**Goal**
Give as output the line that contains "the dark bag", followed by every remaining line of the entries, unchanged and with nothing added.
start Task material
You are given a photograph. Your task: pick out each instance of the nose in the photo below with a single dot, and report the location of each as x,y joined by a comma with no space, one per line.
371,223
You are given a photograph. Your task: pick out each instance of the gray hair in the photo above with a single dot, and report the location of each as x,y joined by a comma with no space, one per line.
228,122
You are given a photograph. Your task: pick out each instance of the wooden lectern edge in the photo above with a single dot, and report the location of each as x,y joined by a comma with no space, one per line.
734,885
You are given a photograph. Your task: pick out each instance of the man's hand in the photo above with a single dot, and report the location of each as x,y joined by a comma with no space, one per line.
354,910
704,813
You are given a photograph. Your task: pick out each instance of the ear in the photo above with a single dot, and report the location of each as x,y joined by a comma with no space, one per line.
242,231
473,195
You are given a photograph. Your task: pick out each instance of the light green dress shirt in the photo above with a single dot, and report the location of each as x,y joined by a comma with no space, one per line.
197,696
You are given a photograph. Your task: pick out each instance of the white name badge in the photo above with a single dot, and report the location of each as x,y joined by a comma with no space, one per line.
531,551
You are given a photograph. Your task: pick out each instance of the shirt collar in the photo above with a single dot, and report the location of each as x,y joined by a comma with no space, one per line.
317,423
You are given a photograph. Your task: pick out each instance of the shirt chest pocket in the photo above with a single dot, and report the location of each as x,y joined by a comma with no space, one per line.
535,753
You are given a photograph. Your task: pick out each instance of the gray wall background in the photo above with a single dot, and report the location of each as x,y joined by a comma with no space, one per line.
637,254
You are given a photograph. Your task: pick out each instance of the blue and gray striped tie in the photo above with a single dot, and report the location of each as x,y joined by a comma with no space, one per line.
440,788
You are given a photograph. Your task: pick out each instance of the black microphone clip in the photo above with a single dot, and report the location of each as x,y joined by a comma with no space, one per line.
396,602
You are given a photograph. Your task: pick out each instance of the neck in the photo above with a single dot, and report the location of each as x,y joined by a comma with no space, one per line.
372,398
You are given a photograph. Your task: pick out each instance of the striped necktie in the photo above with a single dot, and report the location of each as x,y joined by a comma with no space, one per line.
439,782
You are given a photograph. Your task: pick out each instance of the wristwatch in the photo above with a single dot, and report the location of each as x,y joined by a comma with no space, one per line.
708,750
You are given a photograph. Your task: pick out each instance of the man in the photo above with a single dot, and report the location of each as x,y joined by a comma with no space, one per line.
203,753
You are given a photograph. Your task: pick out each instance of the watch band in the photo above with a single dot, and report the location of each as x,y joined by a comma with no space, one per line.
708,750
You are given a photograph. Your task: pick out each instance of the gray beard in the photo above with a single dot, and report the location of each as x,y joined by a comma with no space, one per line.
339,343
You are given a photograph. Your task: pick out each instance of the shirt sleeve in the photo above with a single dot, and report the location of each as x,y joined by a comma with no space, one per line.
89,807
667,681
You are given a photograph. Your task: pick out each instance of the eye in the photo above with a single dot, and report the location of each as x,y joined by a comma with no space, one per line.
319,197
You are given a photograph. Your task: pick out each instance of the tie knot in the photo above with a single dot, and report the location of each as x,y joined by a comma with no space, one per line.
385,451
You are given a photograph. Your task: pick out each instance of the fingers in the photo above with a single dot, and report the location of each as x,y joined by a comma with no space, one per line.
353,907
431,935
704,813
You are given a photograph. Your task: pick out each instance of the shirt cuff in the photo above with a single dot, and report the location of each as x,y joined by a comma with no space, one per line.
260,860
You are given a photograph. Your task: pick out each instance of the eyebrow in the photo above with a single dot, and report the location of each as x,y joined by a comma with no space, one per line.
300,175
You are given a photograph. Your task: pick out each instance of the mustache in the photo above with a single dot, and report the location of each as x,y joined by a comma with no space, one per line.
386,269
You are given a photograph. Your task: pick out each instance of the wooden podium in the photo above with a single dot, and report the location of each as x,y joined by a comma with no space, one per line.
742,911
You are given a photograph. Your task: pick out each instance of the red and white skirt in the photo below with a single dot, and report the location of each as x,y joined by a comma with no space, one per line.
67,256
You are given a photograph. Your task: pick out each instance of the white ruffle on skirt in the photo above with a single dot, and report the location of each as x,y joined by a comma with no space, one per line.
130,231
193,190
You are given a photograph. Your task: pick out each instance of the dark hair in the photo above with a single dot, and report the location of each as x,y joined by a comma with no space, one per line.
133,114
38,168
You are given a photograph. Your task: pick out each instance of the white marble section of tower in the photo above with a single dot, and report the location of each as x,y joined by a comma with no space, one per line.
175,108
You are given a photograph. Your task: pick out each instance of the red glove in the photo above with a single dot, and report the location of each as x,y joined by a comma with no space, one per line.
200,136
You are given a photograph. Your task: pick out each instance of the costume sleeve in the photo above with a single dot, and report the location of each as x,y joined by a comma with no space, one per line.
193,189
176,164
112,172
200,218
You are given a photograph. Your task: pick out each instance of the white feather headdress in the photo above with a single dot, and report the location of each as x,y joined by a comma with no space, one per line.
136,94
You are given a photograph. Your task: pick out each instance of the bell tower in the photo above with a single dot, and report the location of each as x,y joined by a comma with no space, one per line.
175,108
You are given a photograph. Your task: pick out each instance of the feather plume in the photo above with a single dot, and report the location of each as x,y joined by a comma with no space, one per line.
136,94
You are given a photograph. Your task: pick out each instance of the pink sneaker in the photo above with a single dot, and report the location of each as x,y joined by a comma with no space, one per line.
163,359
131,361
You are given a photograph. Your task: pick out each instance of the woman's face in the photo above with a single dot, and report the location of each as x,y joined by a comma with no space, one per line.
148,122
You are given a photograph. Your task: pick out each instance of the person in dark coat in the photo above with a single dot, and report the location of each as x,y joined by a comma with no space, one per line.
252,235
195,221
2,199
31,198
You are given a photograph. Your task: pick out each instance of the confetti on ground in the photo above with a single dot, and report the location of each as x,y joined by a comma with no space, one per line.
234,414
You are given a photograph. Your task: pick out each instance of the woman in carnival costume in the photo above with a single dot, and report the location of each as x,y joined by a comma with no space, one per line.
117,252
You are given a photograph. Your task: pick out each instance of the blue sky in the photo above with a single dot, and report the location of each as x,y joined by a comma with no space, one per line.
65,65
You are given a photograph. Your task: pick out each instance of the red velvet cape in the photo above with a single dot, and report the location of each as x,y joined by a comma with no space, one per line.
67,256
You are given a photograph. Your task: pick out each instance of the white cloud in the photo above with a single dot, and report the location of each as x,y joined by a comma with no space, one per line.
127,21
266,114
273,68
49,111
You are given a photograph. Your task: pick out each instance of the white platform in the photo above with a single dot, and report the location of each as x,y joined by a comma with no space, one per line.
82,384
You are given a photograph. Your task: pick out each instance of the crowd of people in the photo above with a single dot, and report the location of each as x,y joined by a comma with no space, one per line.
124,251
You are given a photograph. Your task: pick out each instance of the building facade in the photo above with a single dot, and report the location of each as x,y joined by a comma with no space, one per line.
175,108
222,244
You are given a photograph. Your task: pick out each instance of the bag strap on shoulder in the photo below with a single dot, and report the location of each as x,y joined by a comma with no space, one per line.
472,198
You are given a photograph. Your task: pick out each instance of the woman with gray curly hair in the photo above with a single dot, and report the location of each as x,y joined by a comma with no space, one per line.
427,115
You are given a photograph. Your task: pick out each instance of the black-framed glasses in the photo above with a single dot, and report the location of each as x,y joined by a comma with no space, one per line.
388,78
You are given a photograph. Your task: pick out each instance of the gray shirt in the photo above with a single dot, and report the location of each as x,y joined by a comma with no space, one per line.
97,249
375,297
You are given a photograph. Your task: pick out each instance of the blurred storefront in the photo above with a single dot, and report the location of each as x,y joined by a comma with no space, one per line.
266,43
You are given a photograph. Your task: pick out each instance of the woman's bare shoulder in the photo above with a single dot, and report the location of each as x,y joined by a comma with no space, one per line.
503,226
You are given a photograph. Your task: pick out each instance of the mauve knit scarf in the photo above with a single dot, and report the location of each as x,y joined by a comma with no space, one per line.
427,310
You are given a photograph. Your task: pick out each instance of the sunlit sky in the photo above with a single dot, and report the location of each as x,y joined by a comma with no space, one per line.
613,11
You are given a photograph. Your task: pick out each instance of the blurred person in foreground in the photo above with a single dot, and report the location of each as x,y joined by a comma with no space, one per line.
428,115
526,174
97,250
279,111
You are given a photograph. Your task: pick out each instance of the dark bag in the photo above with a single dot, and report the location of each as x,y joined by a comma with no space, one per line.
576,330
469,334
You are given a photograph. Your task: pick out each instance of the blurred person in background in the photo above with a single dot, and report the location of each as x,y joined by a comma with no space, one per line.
end Task material
**Written response**
You are given a photograph. Your task: pick out each instance of the dark bag in the photo above with a single dot, and report the location of each as x,y joined by a comma with no space, one per line.
576,330
469,334
You are given a photograph. Your task: pick out each instance of the blurred person in background in the photo above with a single dot, and report the location of each as x,y joined by a comma with no space, one per line.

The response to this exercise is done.